─── Information given
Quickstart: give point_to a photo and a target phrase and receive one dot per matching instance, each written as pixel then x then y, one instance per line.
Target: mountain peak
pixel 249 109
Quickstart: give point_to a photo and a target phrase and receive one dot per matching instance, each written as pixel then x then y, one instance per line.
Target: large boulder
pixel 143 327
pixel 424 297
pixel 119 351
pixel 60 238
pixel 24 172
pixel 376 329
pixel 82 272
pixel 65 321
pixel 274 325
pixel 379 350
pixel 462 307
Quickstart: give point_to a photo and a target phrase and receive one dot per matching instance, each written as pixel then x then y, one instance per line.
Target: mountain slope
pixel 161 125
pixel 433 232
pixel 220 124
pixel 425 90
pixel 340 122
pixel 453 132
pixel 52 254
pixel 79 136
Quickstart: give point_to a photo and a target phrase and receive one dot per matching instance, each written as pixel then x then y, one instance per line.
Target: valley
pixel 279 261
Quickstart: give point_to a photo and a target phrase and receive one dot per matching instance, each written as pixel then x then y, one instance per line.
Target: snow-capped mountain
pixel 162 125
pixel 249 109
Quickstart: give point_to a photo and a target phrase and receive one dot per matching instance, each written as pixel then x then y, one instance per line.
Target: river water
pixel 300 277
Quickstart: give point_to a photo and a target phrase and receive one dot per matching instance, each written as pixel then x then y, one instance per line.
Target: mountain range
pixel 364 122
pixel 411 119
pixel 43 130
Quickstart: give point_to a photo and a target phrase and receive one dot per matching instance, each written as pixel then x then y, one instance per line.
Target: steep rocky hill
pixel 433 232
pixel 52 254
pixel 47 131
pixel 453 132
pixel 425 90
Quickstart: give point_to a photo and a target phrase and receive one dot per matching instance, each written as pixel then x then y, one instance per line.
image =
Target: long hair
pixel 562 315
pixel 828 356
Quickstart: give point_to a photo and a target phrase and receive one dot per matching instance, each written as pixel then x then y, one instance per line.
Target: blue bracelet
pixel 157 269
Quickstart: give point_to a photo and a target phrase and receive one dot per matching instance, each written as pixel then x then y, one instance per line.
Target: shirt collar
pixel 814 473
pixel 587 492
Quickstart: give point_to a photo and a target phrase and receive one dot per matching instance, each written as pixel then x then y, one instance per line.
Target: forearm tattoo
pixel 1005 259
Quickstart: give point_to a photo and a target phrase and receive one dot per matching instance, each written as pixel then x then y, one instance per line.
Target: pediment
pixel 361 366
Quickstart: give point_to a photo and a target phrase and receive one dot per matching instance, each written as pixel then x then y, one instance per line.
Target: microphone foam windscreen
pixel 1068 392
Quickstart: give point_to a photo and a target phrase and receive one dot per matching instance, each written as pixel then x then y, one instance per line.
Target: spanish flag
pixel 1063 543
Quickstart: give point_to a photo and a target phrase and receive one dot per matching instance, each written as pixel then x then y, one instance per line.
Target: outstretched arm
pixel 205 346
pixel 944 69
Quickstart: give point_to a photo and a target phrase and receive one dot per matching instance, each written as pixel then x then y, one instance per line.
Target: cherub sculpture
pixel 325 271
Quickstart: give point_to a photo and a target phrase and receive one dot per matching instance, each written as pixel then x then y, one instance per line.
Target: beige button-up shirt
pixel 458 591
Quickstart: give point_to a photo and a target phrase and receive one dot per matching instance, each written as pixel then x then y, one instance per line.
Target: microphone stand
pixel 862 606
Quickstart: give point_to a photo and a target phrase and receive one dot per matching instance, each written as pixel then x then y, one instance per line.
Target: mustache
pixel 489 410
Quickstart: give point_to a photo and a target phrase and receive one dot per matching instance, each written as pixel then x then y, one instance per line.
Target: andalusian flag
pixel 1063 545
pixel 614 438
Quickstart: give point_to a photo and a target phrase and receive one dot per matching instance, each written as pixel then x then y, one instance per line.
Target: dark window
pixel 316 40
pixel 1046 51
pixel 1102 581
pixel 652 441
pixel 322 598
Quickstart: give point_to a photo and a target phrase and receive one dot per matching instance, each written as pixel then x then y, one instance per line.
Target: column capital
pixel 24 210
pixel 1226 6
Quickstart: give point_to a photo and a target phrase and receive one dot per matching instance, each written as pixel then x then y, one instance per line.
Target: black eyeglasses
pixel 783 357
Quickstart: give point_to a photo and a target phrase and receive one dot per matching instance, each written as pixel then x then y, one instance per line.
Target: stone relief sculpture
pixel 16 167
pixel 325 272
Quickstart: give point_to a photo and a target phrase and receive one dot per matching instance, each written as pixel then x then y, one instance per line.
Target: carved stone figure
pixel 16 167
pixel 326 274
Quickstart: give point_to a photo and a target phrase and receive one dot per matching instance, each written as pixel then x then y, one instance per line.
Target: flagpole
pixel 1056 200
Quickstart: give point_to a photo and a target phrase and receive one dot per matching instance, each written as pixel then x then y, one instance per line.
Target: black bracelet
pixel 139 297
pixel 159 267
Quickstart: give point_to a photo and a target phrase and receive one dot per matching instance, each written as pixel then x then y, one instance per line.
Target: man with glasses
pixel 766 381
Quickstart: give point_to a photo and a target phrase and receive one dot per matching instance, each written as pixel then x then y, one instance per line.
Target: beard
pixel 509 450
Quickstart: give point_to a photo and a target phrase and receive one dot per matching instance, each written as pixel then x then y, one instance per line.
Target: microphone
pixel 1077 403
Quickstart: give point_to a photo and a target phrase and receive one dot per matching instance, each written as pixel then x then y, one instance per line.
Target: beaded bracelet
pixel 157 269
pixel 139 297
──────
**How to complete this task**. Could the entire listing be reproduced without any alteration?

**Exercise answer**.
Quickstart: give point_to a photo and a target phrase and receive one dot per matching instance, each written as pixel then x then y, one instance per line.
Target: mountain peak
pixel 249 109
Quickstart: give point_to a photo and a target phrase and receive one dot per matching instance, each written as pixel then x then y, one instance per line.
Target: large boulder
pixel 143 327
pixel 424 297
pixel 119 351
pixel 60 238
pixel 24 172
pixel 376 329
pixel 82 272
pixel 65 321
pixel 274 325
pixel 379 350
pixel 462 307
Quickstart: give point_to a photo and a target phrase and receive one dot per matching instance, each written as pixel then x then y, one instance per line.
Target: mountain slope
pixel 161 125
pixel 433 232
pixel 220 124
pixel 425 90
pixel 340 122
pixel 453 132
pixel 52 254
pixel 79 136
Quickstart: give point_to a photo and a target phrase and receive one dot per matching instance, each written as pixel then x then y, one instance per line.
Target: valley
pixel 279 261
Quickstart: give point_to a photo and a target phrase and receive one dot per matching instance, each written as pixel then x then y, one instance per line.
Target: snow-capped mountain
pixel 162 125
pixel 249 109
Quickstart: give point_to a photo and a target phrase and receive one dot per matching instance, each written as pixel then x then y, one instance per line.
Target: river water
pixel 300 277
Quickstart: give point_to a photo and a target phrase and receive one dot per matching instance, each written as pixel then x then y, one instance per line.
Target: mountain range
pixel 364 122
pixel 411 119
pixel 43 130
Quickstart: give point_to a photo and a target phrase and receive one dot per matching instance, each written as pixel then x then y, one instance per line.
Target: steep rocky hill
pixel 433 232
pixel 52 254
pixel 47 131
pixel 453 132
pixel 425 90
Quickstart: give point_to a photo and a target phrase and receive one dot per matching instance, each written as pixel then x then y, one instance per line.
image =
Target: long hair
pixel 562 315
pixel 828 356
Quickstart: give point_to a photo and a target phrase and receive one dot per matching instance, each written as pixel then x then y, one instance per line.
Target: blue bracelet
pixel 157 269
Quickstart: give point_to a photo and a target phrase and receive one dot per matching instance, each written as pixel then x then y, one instance per line.
Target: shirt collar
pixel 814 473
pixel 587 492
Quickstart: give point_to a photo and a target phrase and receive one dot per matching instance, each written as pixel then x then y, one instance per line.
Target: forearm tattoo
pixel 1005 259
Quickstart: give point_to a photo and a target phrase and receive one dot per matching instance, each written as pixel then x then y, one instance per line.
Target: pediment
pixel 361 366
Quickstart: give point_to a photo and a target phrase and receive one dot per matching instance, each written as pixel then x then y, one instance per line.
Target: microphone foam windscreen
pixel 1068 392
Quickstart: give point_to a photo and a target phrase and receive one dot per matching instance, each written as pixel then x then y, one instance per line.
Target: spanish flag
pixel 1063 543
Quickstart: give point_to a photo and a target phrase and receive one dot per matching instance, each written as pixel then x then y, one instance per line.
Target: outstretched arm
pixel 205 346
pixel 944 69
Quickstart: give point_to a photo and a target phrase and receive one dot per matching instance, each written as pixel then x then y, one instance per line.
Target: cherub sculpture
pixel 325 271
Quickstart: give point_to a photo and a target phrase and receive one dot per matching instance, each written as pixel then x then y, one instance per line.
Target: beige button-up shirt
pixel 458 591
Quickstart: give point_to a photo and a target phrase and receive one dot per matching instance, each written as pixel then x then y, one instance per line.
Target: microphone stand
pixel 862 606
Quickstart: give point_to a photo and a target phrase and receive one dot per matching instance, each written as pixel then x then y, one instance per line.
Target: mustache
pixel 489 410
Quickstart: give point_to a photo and a target phrase and receive one dot per matching instance, each written as pixel then x then y, one instance per line.
Target: andalusian flag
pixel 1063 545
pixel 614 438
Quickstart: give point_to a photo and a target phrase and receive one dot per matching instance, each written as pixel then x then y, one instance per line.
Target: dark window
pixel 316 40
pixel 1046 51
pixel 1102 581
pixel 652 441
pixel 322 598
Quickstart: give point_to a photo and a target phrase and receive one dot per matching instance, each written as pixel then x then y, one instance per line.
Target: column capital
pixel 24 210
pixel 1226 6
Quickstart: give point_to a photo and a target phrase and receive one dot per matching instance, each written as pixel then x then y, one instance per line.
Target: black eyeglasses
pixel 783 357
Quickstart: give point_to a photo and a target phrase and receive one dot per matching instance, each written as pixel then x then y, one instance per line.
Target: stone relief sculpture
pixel 16 167
pixel 325 272
Quickstart: give point_to a photo and a target phrase and receive one dot per matching instance, each written as pixel then x then y, one instance per line.
Target: carved stone figure
pixel 16 167
pixel 326 274
Quickstart: give point_to a photo and a target phrase and receive one dot per matching instance, each written as pixel then x then y, one instance per line.
Target: flagpole
pixel 1056 200
Quickstart: give point_to a photo and a target phrase and receive one dot per matching instance, each written as pixel then x then y, one instance per line.
Target: black bracelet
pixel 139 297
pixel 159 267
Quickstart: give point_to a photo and a target phrase and receive one dot per matching instance, each written as pixel then x then y, one instance per line.
Target: man with glasses
pixel 766 381
Quickstart: give point_to a photo and a target phrase and receive one dot per matching instance, each written as pixel then x then y, one instance per line.
Target: beard
pixel 509 450
Quickstart: give point_to a photo and a target phrase and receive one dot per matching instance, each written as pixel then x then y, one instance per line.
Target: microphone
pixel 1077 403
Quickstart: give point_to a photo and a target phrase and receive one dot per matching instance, each written as pixel then x then y, one instance per line.
Target: beaded bracelet
pixel 157 269
pixel 139 297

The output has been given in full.